— STORED DATA —
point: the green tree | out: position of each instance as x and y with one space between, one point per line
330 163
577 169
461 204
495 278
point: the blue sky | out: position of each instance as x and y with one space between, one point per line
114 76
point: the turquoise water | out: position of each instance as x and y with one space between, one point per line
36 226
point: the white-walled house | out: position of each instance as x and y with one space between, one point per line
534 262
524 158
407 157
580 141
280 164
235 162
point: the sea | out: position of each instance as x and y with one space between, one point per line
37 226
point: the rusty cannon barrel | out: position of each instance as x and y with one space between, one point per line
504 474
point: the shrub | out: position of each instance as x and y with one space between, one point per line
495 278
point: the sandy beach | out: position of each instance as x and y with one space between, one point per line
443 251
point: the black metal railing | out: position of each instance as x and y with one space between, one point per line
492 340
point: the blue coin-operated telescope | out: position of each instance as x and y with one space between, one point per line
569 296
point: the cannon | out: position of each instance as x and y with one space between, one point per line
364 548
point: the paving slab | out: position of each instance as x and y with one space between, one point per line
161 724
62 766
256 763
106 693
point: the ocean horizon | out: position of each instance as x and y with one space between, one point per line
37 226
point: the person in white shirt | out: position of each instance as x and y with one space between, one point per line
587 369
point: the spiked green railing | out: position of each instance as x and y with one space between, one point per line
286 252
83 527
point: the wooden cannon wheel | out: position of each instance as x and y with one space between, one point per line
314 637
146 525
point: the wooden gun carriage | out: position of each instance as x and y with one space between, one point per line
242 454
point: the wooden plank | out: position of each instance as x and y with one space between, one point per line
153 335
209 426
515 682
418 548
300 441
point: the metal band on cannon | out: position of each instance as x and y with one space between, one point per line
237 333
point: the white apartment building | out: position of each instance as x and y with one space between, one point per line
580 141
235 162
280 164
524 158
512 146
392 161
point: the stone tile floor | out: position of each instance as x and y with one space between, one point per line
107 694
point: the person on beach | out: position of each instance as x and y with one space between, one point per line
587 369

— TASK OBJECTIVE —
Give back all the data exactly as written.

— SOLUTION FOR THIS PROBLEM —
point: the green tree | out: position of each instance as x and y with one space between, one point per line
330 163
577 169
461 204
495 278
point: the blue sky | out: position of each instance as x and y with one space between, one point per line
114 76
point: the turquoise water | out: position of each instance as x and y with one space between, one point per line
36 226
point: the white-walled house | out: position of each instance as x and y with one space between, one point per line
534 262
524 158
407 157
580 141
280 164
235 162
point: the sea | out: position of each instance as x and y with one space between, one point per line
37 226
point: the rusty cannon barrel | out: position of each instance as x and y with one space between, one point per line
504 474
point: the shrub | out: position of each instance as x and y with one space between, one point per line
495 278
point: the sandy beach | out: position of each instance as x and y with one space between, one point per line
443 251
point: the black metal railing | out: position of each instance as x and y with one space between, one point per line
492 340
point: the blue coin-operated telescope | out: position of each instance as x and y with one space between, one point per line
569 296
point: the cannon | out: position of each instance as x and y with one space between, one point per line
364 548
point: the paving slab | out: position of each instance as x and y with one space between, one point per line
161 724
62 766
256 763
106 693
point: the ocean horizon | out: position of each instance as x and y with one space between, one point per line
37 226
point: the person in white shirt | out: position of each instance as x and y with one space between, one point per line
587 369
point: the spiked green railing | out: position of each instance as x and y with one space between, one point per line
286 252
83 527
point: the wooden cannon wheel | out: position of each instance as x and y with one space between, one point per line
314 637
146 525
point: the wooden gun carriage | out: position of each instance as x and y with one space between, one point per line
242 454
point: the wooden plank | out: position of each instance as x and y with one space between, one point per line
153 335
209 426
515 682
418 548
300 441
point: the metal band on cannon | out: position of each instance as x and y with one space between, one point per line
237 333
point: the white apartment building | out: position of each instance as x and y with one space between, one point per line
580 141
235 162
280 164
524 158
512 146
392 161
point: the stone tile floor | out: position of each instance as x and y with one space between, one point per line
107 694
point: the person on beach | out: position of each instance as x and y with one space between, one point per line
587 369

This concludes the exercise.